Coordinate annotation entries:

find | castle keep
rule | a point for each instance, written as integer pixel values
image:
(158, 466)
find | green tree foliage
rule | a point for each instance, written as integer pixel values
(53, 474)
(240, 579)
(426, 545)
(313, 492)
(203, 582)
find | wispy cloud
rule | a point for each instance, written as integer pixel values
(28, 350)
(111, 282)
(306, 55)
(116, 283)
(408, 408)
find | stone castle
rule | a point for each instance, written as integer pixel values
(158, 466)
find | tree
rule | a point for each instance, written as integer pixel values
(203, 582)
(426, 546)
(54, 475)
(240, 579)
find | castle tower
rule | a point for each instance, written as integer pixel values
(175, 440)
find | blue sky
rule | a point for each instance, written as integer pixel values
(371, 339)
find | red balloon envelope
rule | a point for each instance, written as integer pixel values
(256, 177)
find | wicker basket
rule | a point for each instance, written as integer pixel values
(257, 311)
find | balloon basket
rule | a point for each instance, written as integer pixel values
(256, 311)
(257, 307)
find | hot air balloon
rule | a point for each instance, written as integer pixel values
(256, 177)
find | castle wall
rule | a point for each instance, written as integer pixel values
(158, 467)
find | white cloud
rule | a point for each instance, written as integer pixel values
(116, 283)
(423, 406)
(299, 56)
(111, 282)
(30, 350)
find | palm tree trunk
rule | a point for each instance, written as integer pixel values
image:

--

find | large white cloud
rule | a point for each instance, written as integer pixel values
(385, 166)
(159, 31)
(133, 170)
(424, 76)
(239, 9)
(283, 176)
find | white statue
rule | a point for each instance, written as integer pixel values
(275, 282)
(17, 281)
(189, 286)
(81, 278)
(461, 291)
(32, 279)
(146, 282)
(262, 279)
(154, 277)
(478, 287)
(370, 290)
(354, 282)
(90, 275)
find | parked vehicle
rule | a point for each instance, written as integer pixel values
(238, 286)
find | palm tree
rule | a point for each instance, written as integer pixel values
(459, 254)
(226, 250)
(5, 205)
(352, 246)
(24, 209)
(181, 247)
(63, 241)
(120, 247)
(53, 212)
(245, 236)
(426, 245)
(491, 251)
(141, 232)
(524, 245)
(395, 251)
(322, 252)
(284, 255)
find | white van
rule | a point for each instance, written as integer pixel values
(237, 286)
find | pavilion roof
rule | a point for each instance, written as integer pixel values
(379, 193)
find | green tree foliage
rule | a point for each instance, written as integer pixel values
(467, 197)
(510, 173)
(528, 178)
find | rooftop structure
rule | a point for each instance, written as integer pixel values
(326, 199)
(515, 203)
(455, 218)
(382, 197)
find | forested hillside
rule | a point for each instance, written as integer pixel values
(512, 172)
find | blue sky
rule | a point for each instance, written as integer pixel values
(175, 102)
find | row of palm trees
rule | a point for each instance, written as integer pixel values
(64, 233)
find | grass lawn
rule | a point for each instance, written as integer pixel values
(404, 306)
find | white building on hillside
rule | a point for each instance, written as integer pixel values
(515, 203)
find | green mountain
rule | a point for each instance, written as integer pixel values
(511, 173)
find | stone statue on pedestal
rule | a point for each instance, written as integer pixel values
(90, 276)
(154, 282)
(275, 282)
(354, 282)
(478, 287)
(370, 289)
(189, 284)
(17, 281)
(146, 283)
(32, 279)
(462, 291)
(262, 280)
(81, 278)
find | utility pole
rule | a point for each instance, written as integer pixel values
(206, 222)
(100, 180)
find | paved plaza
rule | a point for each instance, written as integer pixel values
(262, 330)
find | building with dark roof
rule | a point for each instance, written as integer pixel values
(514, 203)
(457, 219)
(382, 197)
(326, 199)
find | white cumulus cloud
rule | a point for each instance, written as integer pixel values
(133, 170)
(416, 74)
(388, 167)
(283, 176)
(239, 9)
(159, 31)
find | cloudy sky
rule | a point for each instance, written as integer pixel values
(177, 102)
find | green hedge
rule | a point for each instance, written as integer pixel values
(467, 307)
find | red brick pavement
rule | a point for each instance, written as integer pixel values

* _SET EXERCISE_
Filter the data above, copying every line that contains the word "balloon". Treat the match as case-sensitive.

* _RIGHT ANSWER_
find | red balloon envelope
find | balloon basket
find | hot air balloon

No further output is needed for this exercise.